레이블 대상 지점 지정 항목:
_____
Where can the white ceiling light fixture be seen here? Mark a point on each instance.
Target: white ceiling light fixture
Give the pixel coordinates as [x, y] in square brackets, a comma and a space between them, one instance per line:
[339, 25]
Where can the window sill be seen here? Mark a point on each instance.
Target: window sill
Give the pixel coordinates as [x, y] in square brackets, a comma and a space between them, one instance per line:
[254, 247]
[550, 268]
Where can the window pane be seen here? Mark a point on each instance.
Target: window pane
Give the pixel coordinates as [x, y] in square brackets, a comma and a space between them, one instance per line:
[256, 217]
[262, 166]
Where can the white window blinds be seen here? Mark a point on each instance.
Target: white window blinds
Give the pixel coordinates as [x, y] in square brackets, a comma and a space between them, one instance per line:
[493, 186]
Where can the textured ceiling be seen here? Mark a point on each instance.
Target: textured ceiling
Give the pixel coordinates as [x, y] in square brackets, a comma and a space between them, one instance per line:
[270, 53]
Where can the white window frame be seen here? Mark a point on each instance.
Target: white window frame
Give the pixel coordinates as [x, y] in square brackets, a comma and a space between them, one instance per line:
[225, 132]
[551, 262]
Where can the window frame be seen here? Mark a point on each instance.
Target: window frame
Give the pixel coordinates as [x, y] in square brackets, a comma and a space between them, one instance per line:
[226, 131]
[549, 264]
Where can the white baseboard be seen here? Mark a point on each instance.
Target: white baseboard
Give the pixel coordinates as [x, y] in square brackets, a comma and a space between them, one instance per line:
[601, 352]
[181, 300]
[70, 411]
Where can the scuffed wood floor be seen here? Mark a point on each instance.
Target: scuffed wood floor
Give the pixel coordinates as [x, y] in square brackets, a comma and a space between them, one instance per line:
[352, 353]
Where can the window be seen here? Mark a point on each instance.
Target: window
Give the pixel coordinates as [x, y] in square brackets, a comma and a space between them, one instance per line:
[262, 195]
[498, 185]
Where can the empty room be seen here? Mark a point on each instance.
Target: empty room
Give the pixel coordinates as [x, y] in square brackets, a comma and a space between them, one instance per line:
_____
## [지시 및 요구사항]
위 자료 전체를 다시 작성하되 "textured ceiling" 표현 대신 "plaster ceiling" 표현을 쓰십시오. 나머지는 모두 그대로 둡니다.

## [아래 해답]
Where can the white ceiling light fixture be seen here? Mark a point on each instance.
Target: white ceiling light fixture
Give the pixel coordinates as [x, y] in square brackets, a comma and a space between them, one instance per line:
[339, 25]
Where can the window sill be seen here? Mark a point on each instance.
Target: window sill
Give the pixel coordinates as [x, y] in square brackets, a comma and a space between them, one instance per line:
[254, 247]
[550, 268]
Where can the window pane be seen here? Mark a point on each instance.
Target: window pane
Give the pixel coordinates as [x, y] in square brackets, a comma and a space between them, one instance per line:
[256, 217]
[262, 166]
Where can the white window blinds be seen here? Mark a point on each instance.
Target: white window blinds
Give the pixel coordinates as [x, y] in square brackets, a comma and a space between them, one instance per line:
[493, 186]
Where can the plaster ceiling be seen here? Mark a point on each instance.
Target: plaster ceiling
Give the pixel coordinates as [x, y] in square brackets, a comma and a space between them, one instance per line:
[270, 53]
Where can the white window frame be seen here? Mark a point on each instance.
Target: white window frame
Give the pixel coordinates as [x, y] in square brackets, a comma and a space between them, one instance per line:
[225, 132]
[551, 262]
Where can the window frame be seen here? Mark a point on each instance.
Target: window frame
Give the pixel coordinates as [x, y] in square brackets, a comma and a space between them, one instance per line:
[226, 131]
[549, 264]
Where can the white baseboard be seen here? Mark a point on each instance.
Target: white baseboard
Give the pixel coordinates as [x, y] in square brackets, a comma and a space between them, one instance per line:
[601, 352]
[181, 300]
[70, 411]
Where can the scuffed wood floor be seen here? Mark a point on each instance.
Target: scuffed wood floor
Give the pixel coordinates as [x, y] in square brackets, a comma and a space between them, one instance per line:
[352, 353]
Where can the window be seen here? Mark a point on each instance.
Target: window
Give the pixel coordinates as [x, y] in square brackets, a comma and a space between them, one instance per line:
[262, 195]
[498, 185]
Where can the empty room be seen here? Mark a point on each instance.
Target: empty room
Give the pixel coordinates as [x, y] in square brackets, a comma and a space between them, one instance per line:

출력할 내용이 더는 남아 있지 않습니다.